● **THE TASK**
Write out the material below word for word, from the line containing "Can you find the swimming" up to and including the line containing "[[578, 487]]".

● **PROVIDED DATA**
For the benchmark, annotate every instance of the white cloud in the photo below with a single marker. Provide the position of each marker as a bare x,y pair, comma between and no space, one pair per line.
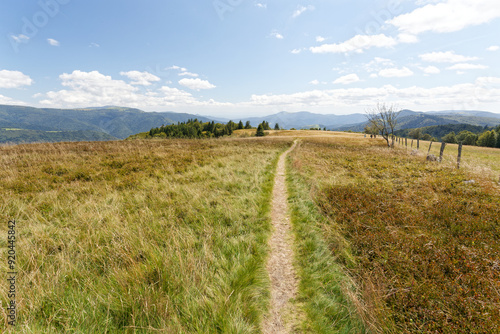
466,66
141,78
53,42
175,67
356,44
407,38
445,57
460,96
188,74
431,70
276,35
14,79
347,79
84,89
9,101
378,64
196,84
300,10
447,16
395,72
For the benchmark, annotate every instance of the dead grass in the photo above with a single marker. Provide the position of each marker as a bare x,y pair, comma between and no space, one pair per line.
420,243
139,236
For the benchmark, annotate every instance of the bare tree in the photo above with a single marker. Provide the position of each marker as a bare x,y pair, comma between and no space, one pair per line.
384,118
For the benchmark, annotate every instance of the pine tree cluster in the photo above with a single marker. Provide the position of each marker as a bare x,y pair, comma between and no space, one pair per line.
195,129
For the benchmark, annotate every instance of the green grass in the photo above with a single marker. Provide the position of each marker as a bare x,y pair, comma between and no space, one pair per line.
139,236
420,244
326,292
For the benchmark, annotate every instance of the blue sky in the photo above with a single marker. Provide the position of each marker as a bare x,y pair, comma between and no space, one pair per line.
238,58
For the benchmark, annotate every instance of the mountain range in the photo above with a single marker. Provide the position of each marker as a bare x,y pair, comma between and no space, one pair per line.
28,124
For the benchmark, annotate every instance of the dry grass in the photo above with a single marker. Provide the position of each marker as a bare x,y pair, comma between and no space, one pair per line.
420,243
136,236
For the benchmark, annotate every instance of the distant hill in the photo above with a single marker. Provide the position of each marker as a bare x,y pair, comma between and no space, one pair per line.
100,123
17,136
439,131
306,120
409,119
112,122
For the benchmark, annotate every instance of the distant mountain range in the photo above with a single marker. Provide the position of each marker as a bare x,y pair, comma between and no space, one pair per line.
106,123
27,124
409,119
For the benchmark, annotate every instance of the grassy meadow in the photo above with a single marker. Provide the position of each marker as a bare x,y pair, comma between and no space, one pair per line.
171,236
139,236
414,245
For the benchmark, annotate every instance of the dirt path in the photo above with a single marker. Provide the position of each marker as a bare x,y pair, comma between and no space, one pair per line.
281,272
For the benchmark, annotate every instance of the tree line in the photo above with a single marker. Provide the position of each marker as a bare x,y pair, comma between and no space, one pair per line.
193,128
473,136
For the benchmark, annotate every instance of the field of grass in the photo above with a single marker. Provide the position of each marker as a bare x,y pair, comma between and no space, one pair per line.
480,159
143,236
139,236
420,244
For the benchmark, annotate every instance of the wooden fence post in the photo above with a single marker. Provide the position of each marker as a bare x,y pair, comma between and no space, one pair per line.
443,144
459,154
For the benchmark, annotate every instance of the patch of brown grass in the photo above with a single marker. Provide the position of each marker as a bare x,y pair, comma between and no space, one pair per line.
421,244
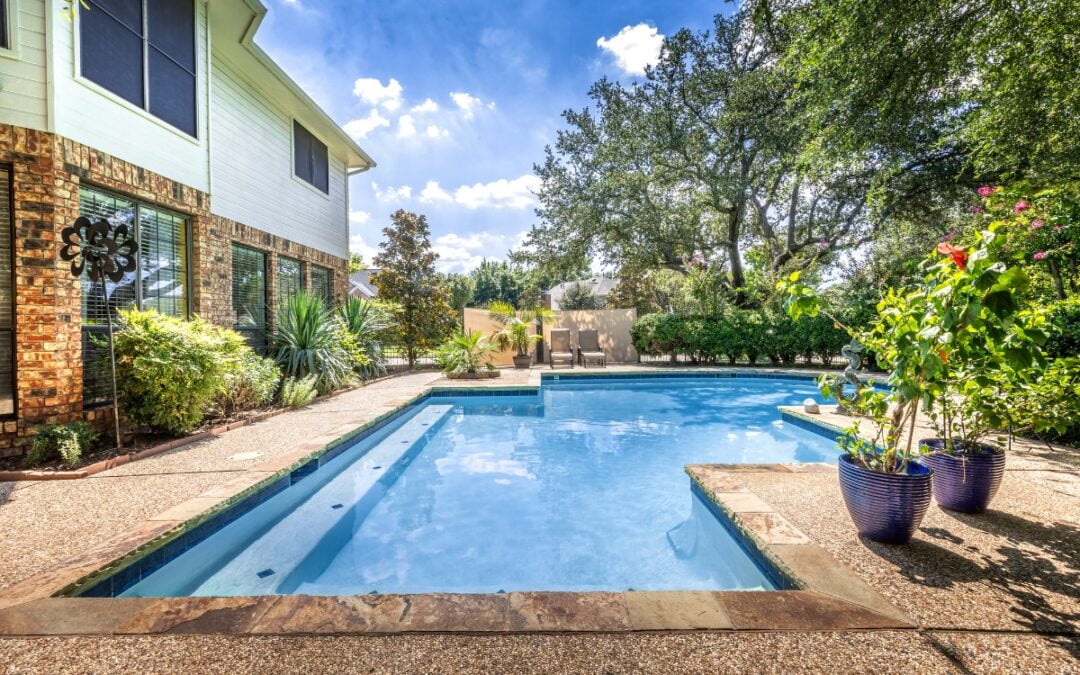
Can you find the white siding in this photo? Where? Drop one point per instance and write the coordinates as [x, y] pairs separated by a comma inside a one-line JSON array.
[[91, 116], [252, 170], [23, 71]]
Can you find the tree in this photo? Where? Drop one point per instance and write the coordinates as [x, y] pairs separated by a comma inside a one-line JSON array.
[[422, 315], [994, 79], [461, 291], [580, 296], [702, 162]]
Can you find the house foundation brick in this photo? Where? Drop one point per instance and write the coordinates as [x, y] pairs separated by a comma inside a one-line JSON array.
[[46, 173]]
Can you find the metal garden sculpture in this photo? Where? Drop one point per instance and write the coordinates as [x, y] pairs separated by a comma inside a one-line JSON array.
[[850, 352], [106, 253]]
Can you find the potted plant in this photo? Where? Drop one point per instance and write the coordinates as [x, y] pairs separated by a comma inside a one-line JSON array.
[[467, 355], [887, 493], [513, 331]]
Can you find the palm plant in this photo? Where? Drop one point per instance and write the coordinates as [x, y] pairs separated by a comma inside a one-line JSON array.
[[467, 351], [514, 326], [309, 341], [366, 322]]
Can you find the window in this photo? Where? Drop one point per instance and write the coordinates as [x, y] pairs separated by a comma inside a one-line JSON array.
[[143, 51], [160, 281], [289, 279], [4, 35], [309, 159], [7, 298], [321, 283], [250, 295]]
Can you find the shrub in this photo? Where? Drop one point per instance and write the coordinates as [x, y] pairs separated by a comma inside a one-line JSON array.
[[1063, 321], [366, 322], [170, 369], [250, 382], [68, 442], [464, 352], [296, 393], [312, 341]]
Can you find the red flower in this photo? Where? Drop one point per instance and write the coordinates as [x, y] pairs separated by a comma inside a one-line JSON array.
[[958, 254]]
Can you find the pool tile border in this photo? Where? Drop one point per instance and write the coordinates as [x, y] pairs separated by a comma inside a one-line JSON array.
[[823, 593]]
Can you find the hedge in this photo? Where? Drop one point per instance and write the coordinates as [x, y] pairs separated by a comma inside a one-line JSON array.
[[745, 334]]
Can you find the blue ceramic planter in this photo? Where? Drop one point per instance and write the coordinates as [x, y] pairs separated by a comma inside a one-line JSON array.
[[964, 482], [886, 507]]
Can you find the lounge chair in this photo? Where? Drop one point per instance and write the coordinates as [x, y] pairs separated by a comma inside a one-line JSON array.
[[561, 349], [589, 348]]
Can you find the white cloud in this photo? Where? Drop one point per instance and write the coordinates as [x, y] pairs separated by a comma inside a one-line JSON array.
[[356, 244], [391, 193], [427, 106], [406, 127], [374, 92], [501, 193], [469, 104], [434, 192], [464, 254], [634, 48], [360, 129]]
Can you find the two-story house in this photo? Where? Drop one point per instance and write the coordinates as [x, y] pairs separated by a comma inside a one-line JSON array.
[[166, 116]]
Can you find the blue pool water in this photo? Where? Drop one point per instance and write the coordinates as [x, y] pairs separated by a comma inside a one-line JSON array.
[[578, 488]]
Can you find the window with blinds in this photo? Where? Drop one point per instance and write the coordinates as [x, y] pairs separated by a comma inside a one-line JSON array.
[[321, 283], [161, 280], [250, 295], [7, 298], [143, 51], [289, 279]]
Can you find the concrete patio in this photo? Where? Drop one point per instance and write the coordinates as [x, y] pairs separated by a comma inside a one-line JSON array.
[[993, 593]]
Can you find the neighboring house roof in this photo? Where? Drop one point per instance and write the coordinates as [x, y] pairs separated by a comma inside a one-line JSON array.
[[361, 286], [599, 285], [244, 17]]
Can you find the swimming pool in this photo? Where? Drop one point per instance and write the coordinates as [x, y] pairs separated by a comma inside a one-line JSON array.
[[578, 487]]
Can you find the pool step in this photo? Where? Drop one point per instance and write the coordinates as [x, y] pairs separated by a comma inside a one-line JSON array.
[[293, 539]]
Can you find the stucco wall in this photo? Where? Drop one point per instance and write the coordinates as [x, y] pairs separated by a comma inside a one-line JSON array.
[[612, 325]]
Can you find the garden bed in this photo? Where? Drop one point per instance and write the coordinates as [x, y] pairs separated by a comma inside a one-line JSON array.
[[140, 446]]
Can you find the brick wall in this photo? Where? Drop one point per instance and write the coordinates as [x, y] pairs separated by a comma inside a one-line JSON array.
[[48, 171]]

● **FULL OUTPUT**
Can you find the swimming pool in this photo? Where? Drop one point per instance and write the coordinates as [x, y] pairs separated by a comma inside a one-line JSON array.
[[578, 487]]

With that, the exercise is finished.